DOCUMENT TEXT:

Despite the fact that I post aspects of my life for the world to see, I’m actually a pretty private person. Even those close to me would tell you, when it really comes down to it, they don’t know as much as you would think. I keep my circle tight and my guard high.
Something a lot of people don’t know is that I’ve struggled with depression and anxiety for most of my life. Not this “sometimes I feel sad” that seems to be trending right now, but actual diagnosed clinical depression. I started taking anti depressants in grade school. My life has been built around crippling anxiety and depression. At some point, I decided I couldn’t keep taking the medication. I didn’t like the way it made me feel empty inside. Unable to feel anything. Looking back at pictures of a younger me, you’ll see emptiness.
Fast forward to adulthood; the depression and anxiety are something I’ve never truly been able to shake. I’ve had rare times when I thought I could spend a decent amount of days feeling normal only to find myself back in bed or on the couch in a downward spiral. In such a hard place that I didn’t even feel the joy of my children. I’ve struggled after each of my children’s births. Had countless days where I felt paralyzed, when a part of me wished I could be a better mother but the biggest part of me couldn’t muster the courage to move forward, to do even the smallest thing. I was just barely able to keep us alive. The bare minimum was a huge victory.

[Saved entries]
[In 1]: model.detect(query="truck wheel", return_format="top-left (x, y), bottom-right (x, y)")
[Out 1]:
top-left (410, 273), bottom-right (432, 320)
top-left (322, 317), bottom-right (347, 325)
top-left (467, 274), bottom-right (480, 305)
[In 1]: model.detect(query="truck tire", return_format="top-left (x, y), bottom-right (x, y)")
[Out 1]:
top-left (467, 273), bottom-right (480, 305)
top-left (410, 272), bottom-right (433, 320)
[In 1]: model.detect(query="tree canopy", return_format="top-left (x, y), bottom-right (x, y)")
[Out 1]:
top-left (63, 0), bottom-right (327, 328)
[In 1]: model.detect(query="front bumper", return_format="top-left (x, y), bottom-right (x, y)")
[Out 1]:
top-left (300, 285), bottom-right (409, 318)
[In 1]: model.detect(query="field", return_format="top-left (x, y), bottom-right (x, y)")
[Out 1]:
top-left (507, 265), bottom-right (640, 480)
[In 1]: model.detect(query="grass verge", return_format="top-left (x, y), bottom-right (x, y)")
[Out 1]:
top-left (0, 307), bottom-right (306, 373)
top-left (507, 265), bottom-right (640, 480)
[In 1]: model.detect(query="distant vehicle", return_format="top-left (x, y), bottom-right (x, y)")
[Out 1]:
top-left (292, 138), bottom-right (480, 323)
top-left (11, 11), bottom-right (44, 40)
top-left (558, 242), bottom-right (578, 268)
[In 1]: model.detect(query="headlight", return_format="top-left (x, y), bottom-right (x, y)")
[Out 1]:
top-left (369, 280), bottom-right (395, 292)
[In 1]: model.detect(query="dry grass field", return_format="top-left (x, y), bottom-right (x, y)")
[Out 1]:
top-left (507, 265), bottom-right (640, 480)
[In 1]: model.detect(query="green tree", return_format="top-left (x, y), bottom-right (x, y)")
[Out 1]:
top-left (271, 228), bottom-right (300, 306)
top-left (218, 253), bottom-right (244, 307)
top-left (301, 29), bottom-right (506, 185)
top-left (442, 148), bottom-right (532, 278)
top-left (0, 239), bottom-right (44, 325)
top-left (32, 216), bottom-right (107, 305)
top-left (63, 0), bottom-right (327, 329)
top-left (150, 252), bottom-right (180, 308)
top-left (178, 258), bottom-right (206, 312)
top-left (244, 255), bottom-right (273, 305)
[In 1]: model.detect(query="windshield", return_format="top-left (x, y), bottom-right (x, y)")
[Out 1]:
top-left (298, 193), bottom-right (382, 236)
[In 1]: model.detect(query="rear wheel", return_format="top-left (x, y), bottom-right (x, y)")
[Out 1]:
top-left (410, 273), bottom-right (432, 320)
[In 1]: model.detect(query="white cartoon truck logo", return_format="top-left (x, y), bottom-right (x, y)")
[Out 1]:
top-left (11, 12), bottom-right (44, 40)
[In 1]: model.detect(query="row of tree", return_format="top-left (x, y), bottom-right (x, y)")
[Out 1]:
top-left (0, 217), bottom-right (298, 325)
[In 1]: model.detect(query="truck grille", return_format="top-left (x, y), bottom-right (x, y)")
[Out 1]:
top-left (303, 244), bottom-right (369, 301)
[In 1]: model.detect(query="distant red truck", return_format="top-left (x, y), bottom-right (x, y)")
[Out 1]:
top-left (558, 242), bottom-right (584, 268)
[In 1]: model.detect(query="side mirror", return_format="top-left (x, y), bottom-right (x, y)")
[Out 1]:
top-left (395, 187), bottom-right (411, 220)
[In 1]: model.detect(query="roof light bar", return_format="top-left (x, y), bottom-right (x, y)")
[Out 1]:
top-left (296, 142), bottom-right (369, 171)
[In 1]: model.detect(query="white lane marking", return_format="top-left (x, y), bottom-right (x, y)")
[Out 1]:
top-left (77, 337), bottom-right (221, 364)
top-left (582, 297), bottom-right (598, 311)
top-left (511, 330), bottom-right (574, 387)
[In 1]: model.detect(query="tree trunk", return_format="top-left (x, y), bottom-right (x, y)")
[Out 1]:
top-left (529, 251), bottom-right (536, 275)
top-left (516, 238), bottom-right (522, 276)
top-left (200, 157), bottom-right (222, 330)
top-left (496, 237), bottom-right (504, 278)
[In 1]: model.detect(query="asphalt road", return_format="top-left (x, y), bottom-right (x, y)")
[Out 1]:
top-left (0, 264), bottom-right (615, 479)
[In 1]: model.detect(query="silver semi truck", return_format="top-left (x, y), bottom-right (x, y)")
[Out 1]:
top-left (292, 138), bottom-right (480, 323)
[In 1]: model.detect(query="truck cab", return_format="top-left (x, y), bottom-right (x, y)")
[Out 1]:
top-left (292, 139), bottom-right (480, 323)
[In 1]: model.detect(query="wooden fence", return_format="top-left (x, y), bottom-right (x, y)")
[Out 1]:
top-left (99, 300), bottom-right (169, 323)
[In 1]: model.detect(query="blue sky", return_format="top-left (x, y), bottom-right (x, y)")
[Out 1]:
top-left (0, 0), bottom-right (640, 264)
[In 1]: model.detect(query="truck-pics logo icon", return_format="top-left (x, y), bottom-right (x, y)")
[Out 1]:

WHAT THIS EXERCISE ASKS:
• A. Please translate this sentence from the essay on depression and anxiety into Spanish: "I keep my circle tight and my guard high."
• B. According to the essay on depression and anxiety, when did the writer start taking antidepressants?
• C. Write the next paragraph of the essay on depression and anxiety, picking up after its last sentence in the same first-person voice.
The data has no connection to the essay on depression and anxiety.

ANSWER SET:
• A. Mantengo mi círculo cerrado y la guardia alta.

• B. In grade school.

• C.
Some people would say I should have gotten help. That there is no shame in reaching out. Other would have said it was irresponsible that I didn’t. It’s not that I didn’t want to feel better but there is a stigma around depression and I feel like this is especially true when you are a parent. My mind would spiral. What if I could never feel the joy my life could bring, what if someone didn’t think I was a fit mother, what if they didn’t think I was stronger than the anxiety? I also knew I don’t like the way anti depressants make me feel or should I say the way I lack feeling.
For years I struggled on what to do. I knew I couldn’t keep living the way I was and trying to manage it on my own wasn’t working either.
When the country really started pushing to legalize marijuana, I wondered if my state would ever jump on board. I chatted with friends, most of them kidless at the time, who kept suggesting I just smoke regardless. I wasn’t going to take that gamble. It was illegal and until something changed, I wasn’t going to look into it. Legal or not, a significant number of people in my life would not have been happy if I chose that route. It wouldn’t have mattered if it truly helped “there where pharmaceutical drugs for that” so I held off, putting my mental health on the back burner and burying myself a little deeper with each passing day.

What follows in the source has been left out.